## Given text

The next five years saw a good deal of inconclusive fighting in Brittany and Gascony. In 1346, however, King Philip received disturbing news. The English were preparing a considerable army – reports spoke of 10,000 archers and 4,000 men-at-arms – while a fleet estimated at 700 sail was assembling at Portsmouth. Their destination remained a close secret; even the captains, it was said, were given their orders under seal, to be opened only when they had left harbour. This meant that Philip had to keep his own ships widely dispersed, ready for any eventuality. Froissart tells us that the English fleet was originally bound for Gascony; but at the last moment Edward changed his entire plan: it landed instead in Normandy, at the little port of Saint-Vaast-la-Hougue on the eastern side of the Cotentin peninsula,* on 12 July.

## Dataset content
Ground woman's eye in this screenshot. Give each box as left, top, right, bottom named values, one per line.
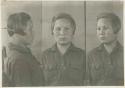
left=97, top=28, right=101, bottom=30
left=56, top=27, right=61, bottom=31
left=65, top=28, right=69, bottom=31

## Task requirements
**a.** Duplicate the passage on the 1346 English invasion, starting with "The next five" and going on through "on 12 July.".
**b.** List every geographical place named in the passage on the 1346 English invasion, giving each one only once.

## Correct answers
**a.**
The next five years saw a good deal of inconclusive fighting in Brittany and Gascony. In 1346, however, King Philip received disturbing news. The English were preparing a considerable army – reports spoke of 10,000 archers and 4,000 men-at-arms – while a fleet estimated at 700 sail was assembling at Portsmouth. Their destination remained a close secret; even the captains, it was said, were given their orders under seal, to be opened only when they had left harbour. This meant that Philip had to keep his own ships widely dispersed, ready for any eventuality. Froissart tells us that the English fleet was originally bound for Gascony; but at the last moment Edward changed his entire plan: it landed instead in Normandy, at the little port of Saint-Vaast-la-Hougue on the eastern side of the Cotentin peninsula,* on 12 July.

**b.** Brittany, Gascony, Portsmouth, Normandy, Saint-Vaast-la-Hougue, Cotentin peninsula